■ TEXTE FOURNI:
* * * * * * * * *
D’autre part, de repérer les signifiants du désir de l’Autre, constitutifs des symptômes où le désir du sujet est aliéné.
Enfin, comment Freud, va jusqu’à définir le symptôme comme condensation de fantasmes. Mais la décantation du foisonnement des fantasmes les ramène tous au fantasme fondamental — un peu comme tous les chemins mènent à Rome.
Au fond on retrouve ici ce que Freud n’a jamais cessé de démontrer : Le fantasme est impliqué dans le symptôme en tant qu’il le cause, via la pulsion. Le symptôme est en effet une des vicissitudes de la pulsion.
Pour sa part Lacan, avance que le sujet de l’inconscient n’est rien d’autre que l’élision, la forclusion même d’un S1, qui le barre et se barre en même temps pour constituer le refoulement originaire (il est une sorte de symptôme originaire). D’où leur équivalence. C’est par ce biais que Lacan établit une connexion entre le refoulement originaire, le masochisme érogène et le fantasme fondamental. Si le refoulement originaire est inaccessible, le fantasme fondamental peut être abordé par le biais d’une logique de l’acte où s’alternent les opérations d’aliénation et de séparation, dans la causation du sujet [2].
* * * * * * * * *
■ LIGNES DE DONNÉES:

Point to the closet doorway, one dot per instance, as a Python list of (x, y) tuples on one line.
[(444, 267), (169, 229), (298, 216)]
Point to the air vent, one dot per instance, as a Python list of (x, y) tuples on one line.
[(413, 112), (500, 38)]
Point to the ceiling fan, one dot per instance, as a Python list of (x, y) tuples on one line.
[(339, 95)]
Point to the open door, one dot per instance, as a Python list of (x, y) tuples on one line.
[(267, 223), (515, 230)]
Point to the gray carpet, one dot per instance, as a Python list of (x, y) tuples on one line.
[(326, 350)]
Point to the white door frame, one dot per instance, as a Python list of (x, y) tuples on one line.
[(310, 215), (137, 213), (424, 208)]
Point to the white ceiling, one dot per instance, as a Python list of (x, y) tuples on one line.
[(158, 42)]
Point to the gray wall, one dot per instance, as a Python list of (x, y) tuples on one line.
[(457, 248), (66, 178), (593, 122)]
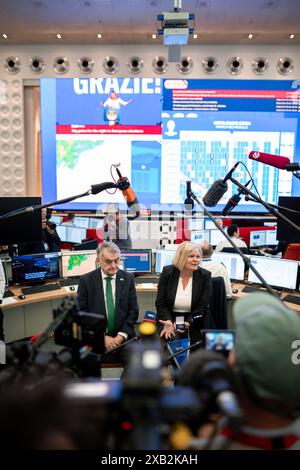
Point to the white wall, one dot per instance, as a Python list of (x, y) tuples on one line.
[(15, 147)]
* * * * * * * * *
■ TRAVAIL DEMANDÉ:
A. Reproduisez à l'identique le passage de l'extrait sur le symptôme et le fantasme compris entre « Au fond on retrouve » et « de la pulsion. », ces deux bornes incluses.
B. Énumérez les notions entre lesquelles Lacan établit une connexion selon l'extrait sur le symptôme et le fantasme.
C. Reprenez la rédaction de l'extrait sur le symptôme et le fantasme à la suite de sa dernière phrase.
Les lignes constituent un matériau distinct de l'extrait sur le symptôme et le fantasme.

■ RÉPONSES ATTENDUES:
A.
Au fond on retrouve ici ce que Freud n’a jamais cessé de démontrer : Le fantasme est impliqué dans le symptôme en tant qu’il le cause, via la pulsion. Le symptôme est en effet une des vicissitudes de la pulsion.

B. Le refoulement originaire, le masochisme érogène et le fantasme fondamental.

C.
C’est ce qui se déploie dans l’acte analytique, définie comme étant la passe de l’analysant à l’analyste.
J’en resterai, là pour aujourd’hui, approuvant la sagesse de l’Ecole, qui veut que pour laisser champ libre à la nouvelle expérience de la passe et à ce qu’elle pourrait nous enseigner, nous ne ramenions pas trop vite notre barda lacanien sur cette question. La passe, n’est pas la fin de la cure même si elle l’annonce, souhaitons à ceux qui parviennent à son point de finitude, un atterrissage en douceur, ce que semble permettre l’identité du sujet à son sinthome, pour savoir y faire avec. Lacan n’en a pas seulement changé l’orthographe mais aussi la définition de sa structure en l’abordant par son versant de réel et de jouissance. Il me faut encore pour conclure, indiquer une autre référence de Lacan très peu exploitée jusqu’à présent. Il en a esquissé les contours, difficiles à saisir notamment dans le séminaire L’Insu que sait de l’une-bévue s’aile à mourre (non publié). Au cours de la séance du 15 février 1977 il dit ceci :
« Comment reconnaîtrions-nous dans le noir que c’est un nœud borroméen, c’est de cela dont il s’agit dans la passe ? »
Ne croyez pas que c’est un hapax, il y a d’autres coordonnées qui vont dans ce sens dans ses séminaires Boro des années 1970. Il les a produits alors qu’au moment de la mise en place de la procédure de la passe fondée sur sa Proposition… de 1967, il en constatait l’échec dès 1972, et cela plusieurs fois après, bien avant la dissolution de son École. S’il en a maintenu l’expérience, il devait avoir trouvé quelques raisons qui nous encouragent à poursuivre.
Patrick Valas
[1] J’en laisse le soin à Irène Fourno, qui va faire son exposé aujourd’hui sur l’intitulé "Le fantasme et l’Autre barré". Après-midi des cartels le 12 février 2005.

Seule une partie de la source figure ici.